ACTION ITEM: Repeat every entry exactly as it appears.
• • • • • • •
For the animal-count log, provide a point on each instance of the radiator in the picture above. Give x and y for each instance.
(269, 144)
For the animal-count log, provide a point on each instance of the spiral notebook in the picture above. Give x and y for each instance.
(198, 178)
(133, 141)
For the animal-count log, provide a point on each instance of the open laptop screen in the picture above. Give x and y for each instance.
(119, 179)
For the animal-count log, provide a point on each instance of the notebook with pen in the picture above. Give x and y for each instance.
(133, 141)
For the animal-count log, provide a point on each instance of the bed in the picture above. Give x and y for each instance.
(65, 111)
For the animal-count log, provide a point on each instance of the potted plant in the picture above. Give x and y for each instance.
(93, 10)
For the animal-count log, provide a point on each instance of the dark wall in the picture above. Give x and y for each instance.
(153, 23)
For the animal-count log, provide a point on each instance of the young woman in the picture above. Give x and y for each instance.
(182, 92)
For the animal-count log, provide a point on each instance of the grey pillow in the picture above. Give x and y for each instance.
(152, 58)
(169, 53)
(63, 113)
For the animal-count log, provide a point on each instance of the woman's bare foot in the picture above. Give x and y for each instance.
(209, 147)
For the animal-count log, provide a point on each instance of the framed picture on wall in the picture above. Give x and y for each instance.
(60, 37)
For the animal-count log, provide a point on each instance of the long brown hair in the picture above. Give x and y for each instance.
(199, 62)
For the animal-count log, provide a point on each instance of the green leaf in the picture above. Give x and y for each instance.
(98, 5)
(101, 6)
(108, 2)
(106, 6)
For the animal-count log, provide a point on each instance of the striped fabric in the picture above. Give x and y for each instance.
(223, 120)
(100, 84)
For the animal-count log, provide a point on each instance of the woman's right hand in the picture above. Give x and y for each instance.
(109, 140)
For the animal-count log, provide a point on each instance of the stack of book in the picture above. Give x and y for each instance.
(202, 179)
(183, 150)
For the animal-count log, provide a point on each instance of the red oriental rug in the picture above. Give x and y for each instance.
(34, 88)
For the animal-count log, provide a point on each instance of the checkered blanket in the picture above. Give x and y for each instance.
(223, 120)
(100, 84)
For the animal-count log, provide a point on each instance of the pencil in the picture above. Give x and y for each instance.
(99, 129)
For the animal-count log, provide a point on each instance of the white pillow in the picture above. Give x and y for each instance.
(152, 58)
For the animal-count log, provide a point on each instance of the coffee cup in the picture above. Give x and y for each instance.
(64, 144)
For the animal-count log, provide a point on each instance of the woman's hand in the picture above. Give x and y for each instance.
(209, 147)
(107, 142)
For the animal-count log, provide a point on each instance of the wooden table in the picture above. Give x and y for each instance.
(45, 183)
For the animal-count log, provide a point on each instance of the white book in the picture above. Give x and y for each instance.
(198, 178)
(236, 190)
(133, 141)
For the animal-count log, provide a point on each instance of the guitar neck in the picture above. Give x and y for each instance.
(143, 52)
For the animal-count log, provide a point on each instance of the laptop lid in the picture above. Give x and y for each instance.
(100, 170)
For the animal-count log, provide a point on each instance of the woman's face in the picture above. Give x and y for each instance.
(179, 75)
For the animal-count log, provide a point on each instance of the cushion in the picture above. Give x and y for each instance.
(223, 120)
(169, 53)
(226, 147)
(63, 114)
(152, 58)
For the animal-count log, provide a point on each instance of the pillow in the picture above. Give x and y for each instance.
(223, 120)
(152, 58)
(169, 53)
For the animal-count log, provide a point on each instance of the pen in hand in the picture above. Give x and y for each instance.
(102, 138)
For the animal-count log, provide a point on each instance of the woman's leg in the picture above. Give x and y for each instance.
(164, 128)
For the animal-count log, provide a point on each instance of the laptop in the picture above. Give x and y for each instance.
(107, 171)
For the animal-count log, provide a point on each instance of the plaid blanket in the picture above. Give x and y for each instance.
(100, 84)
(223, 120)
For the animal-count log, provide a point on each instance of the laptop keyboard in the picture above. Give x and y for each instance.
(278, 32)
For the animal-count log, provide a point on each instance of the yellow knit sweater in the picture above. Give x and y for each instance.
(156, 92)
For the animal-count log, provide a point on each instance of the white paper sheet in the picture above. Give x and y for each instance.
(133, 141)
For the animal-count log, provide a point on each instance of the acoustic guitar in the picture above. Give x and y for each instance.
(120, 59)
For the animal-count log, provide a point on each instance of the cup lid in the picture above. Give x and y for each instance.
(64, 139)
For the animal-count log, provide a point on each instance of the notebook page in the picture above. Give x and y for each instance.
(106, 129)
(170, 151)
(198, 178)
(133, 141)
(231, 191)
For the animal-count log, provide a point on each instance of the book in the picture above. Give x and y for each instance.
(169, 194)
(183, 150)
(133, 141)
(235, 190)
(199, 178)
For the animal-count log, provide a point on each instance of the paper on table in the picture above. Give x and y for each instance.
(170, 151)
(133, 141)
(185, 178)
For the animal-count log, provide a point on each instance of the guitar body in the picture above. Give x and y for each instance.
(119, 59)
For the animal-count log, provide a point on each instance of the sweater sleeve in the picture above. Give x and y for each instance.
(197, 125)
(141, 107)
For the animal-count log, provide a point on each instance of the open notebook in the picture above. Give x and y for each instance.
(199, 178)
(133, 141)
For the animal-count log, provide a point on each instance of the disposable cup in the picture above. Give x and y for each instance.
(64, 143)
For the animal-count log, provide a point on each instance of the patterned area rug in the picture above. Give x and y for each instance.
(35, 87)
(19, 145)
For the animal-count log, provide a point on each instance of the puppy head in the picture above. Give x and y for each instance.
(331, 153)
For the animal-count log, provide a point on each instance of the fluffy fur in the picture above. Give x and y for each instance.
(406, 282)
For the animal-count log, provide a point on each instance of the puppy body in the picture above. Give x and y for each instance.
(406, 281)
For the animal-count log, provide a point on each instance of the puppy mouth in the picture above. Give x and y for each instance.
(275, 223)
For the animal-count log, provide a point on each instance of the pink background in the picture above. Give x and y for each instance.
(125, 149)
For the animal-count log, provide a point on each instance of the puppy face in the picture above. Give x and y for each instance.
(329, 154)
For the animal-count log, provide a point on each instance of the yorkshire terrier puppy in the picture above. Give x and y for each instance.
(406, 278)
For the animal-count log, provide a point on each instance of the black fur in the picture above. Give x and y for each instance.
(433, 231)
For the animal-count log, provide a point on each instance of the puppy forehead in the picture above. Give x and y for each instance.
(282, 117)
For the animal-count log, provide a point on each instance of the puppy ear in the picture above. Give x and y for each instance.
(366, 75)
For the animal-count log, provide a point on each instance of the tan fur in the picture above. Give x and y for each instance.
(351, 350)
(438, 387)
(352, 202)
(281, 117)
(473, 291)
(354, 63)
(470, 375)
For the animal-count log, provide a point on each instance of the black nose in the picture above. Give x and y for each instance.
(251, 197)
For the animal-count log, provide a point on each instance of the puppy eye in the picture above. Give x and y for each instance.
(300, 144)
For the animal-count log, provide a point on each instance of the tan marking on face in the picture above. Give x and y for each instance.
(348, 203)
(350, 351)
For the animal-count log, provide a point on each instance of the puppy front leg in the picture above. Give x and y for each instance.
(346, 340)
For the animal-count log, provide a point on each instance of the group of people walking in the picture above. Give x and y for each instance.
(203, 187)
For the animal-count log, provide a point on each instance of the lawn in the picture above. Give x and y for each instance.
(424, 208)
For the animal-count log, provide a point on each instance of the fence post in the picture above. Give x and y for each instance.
• • • • • • •
RESPONSE AREA:
For the animal-count log, provide a point on each instance of the radiator in the picture above. Give x and y for each instance.
(269, 144)
For the animal-count log, provide a point on each instance of the spiral notebook in the picture above. Give x and y for each instance.
(198, 178)
(133, 141)
For the animal-count log, provide a point on each instance of the open laptop screen in the picture above. Give x and y for each instance.
(119, 179)
For the animal-count log, provide a point on each instance of the notebook with pen in the picture above. Give x and y for each instance.
(133, 141)
For the animal-count log, provide a point on each instance of the bed in the picture above. Give x and y for each instance.
(65, 111)
For the animal-count log, provide a point on each instance of the potted plant in the picture above. Give x and y for each instance.
(93, 10)
For the animal-count log, provide a point on each instance of the dark wall in the picture above. Give x and y for each instance.
(153, 23)
For the animal-count log, provide a point on each instance of the young woman in the picture above. Give x and y for each instance.
(182, 92)
For the animal-count log, provide a point on each instance of the grey pillow in the picture above. Give x and y for each instance.
(152, 58)
(169, 53)
(63, 113)
For the animal-count log, provide a point on each instance of the woman's bare foot in the picture above. Give x and y for each instance.
(209, 147)
For the animal-count log, provide a point on each instance of the framed picture on wall in the picture above. Give x and y for each instance.
(60, 37)
For the animal-count log, provide a point on each instance of the long brown hair in the picture above. Give x and y for each instance.
(199, 62)
For the animal-count log, provide a point on each instance of the green leaf in the picture above. Give x and y for each instance.
(98, 5)
(101, 6)
(108, 2)
(106, 6)
For the animal-count log, provide a point on each instance of the striped fabric in the picture above. Give x and y for each instance.
(223, 120)
(100, 84)
For the animal-count log, provide a point on each instance of the woman's right hand in the picture above. Give x and y for each instance.
(109, 140)
For the animal-count log, provide a point on each instance of the stack of book in the picture above. Give x and y for each instance.
(202, 179)
(183, 150)
For the animal-count log, provide a point on each instance of the red oriental rug in the picture above. Give x and y for each instance.
(34, 88)
For the animal-count log, provide a point on each instance of the checkered blanket in the picture above. Give x and y for each instance.
(223, 120)
(100, 84)
For the animal-count log, provide a point on each instance of the pencil in the picture above. Give x and y for each instance.
(99, 129)
For the animal-count log, provide a point on each instance of the white pillow in the picture above. Give x and y for each instance.
(152, 58)
For the animal-count log, provide a point on each instance of the coffee cup in the picture above. Give x and y for each instance.
(64, 144)
For the animal-count log, provide a point on each instance of the woman's hand in the picture above. Give x and y for each instance.
(209, 147)
(107, 142)
For the animal-count log, provide a point on each instance of the wooden table in the picture above. Give x and y for each instance.
(45, 183)
For the animal-count log, provide a point on each instance of the white book in the picture above. Give x and y for each instance.
(198, 178)
(236, 190)
(133, 141)
For the animal-count log, provide a point on each instance of the guitar neck in the picture above. Give x and y for each instance.
(143, 52)
For the animal-count log, provide a point on each instance of the laptop lid in the picture above. Give x and y for each instance.
(100, 170)
For the animal-count log, provide a point on each instance of the woman's face in the picture above. Give x and y for each instance.
(179, 75)
For the animal-count log, provide a point on each instance of the cushion in the picture above. Give x and y for each instance.
(223, 120)
(169, 53)
(226, 147)
(63, 114)
(152, 58)
For the animal-count log, provide a point on each instance of the pillow in the picture above. Give x and y for each instance.
(223, 120)
(152, 58)
(169, 53)
For the animal-count log, provide a point on each instance of the pen in hand in the picture above. Give x and y for each instance.
(102, 138)
For the animal-count log, provide a point on each instance of the woman's leg in the picture above. Give x and y for each instance.
(164, 128)
For the animal-count log, provide a point on each instance of the laptop in the picture above. Give x and y for each instance.
(107, 171)
For the animal-count log, provide a point on each instance of the plaid blanket in the picture above. Give x and y for each instance.
(100, 84)
(223, 120)
For the animal-count log, provide a point on each instance of the laptop keyboard in the picture above. Give x and y for each instance.
(278, 32)
For the animal-count log, provide a point on each instance of the yellow knit sweater in the picture above. Give x and y for each instance.
(156, 92)
For the animal-count log, provide a point on each instance of the white paper sheet in the picture above. Give x and y for each instance.
(133, 141)
For the animal-count log, provide a point on each instance of the acoustic guitar in the picture above. Give x and y for each instance.
(120, 59)
For the animal-count log, provide a point on each instance of the cup lid in the picture above. Give x and y for each instance.
(64, 139)
For the animal-count log, provide a point on each instance of the notebook page in the picture above. Give x and y for each instance.
(106, 129)
(170, 151)
(198, 178)
(133, 141)
(231, 191)
For the animal-count log, provide a point on each instance of the book in the picture above. Give x and y for each instance.
(169, 194)
(183, 150)
(133, 141)
(235, 190)
(199, 178)
For the animal-count log, provide a point on each instance of the paper on table in the picture above. Give x and y for each instance.
(170, 151)
(133, 141)
(185, 178)
For the animal-count log, provide a point on each instance of the guitar body in the picture above. Give x and y for each instance.
(119, 59)
For the animal-count log, provide a point on each instance of the sweater sleeve in the picture above. Give x and y for each instance.
(197, 125)
(141, 107)
For the animal-count log, provide a point on each instance of the open notebook in the picture above. Give x and y for each instance.
(199, 178)
(133, 141)
For the animal-count log, provide a point on each instance of the disposable cup in the picture above. Give x and y for each instance.
(64, 143)
For the animal-count log, provide a point on each instance of the patterned area rug in the picture above. Give x and y for each instance.
(35, 87)
(19, 145)
For the animal-count log, provide a point on each instance of the puppy head in the picture above. Give x and y for each instance.
(331, 153)
For the animal-count log, provide a point on each instance of the fluffy fur in the picture above. Give x and y for each instance.
(406, 282)
For the animal-count log, provide a point on each instance of the puppy body in the picture above. Give x and y for each instance.
(406, 281)
For the animal-count log, provide a point on each instance of the puppy mouth in the picture above. Give x and y for each instance.
(275, 223)
For the animal-count log, provide a point on each instance of the pink background in the picture above. Give x and y for each instance.
(125, 149)
For the animal-count log, provide a point on each instance of the puppy face in the picture above. Give x and y for each instance.
(329, 154)
For the animal-count log, provide a point on each instance of the yorkshire terrier puppy in the picture above. Give x and y for each instance.
(406, 278)
For the animal-count log, provide a point on each instance of the black fur in the picture above. Give x and y for each instance.
(433, 231)
For the animal-count log, provide a point on each instance of the puppy forehead in the picture above. Give x and y for each instance.
(282, 117)
For the animal-count log, provide a point on each instance of the puppy ear in the picture above. Give x and y for each instance.
(366, 75)
For the animal-count log, provide a point on each instance of the tan fur in the picture above. Give x and y for each instance.
(351, 350)
(438, 387)
(352, 202)
(281, 117)
(473, 291)
(354, 63)
(470, 375)
For the animal-count log, provide a point on each instance of the black nose in the picture above. Give x and y for each instance.
(251, 197)
For the animal-count log, provide a point on each instance of the puppy eye in the picture above. Give x and y for each instance.
(300, 144)
For the animal-count log, provide a point on each instance of the tan marking on face in the picture above. Give x and y for each instance.
(348, 203)
(350, 351)
For the animal-count log, provide a point on each instance of the puppy front leg in the picture above. Give x and y for each instance.
(346, 340)
For the animal-count log, provide a point on each instance of the group of people walking in the picture above. Give x and y for each instance.
(203, 187)
For the animal-count log, provide a point on each instance of the lawn in the picture above. Give x and y for each instance.
(424, 208)
For the animal-count log, provide a point on each instance of the fence post in the picture above. Give x and y for each instance.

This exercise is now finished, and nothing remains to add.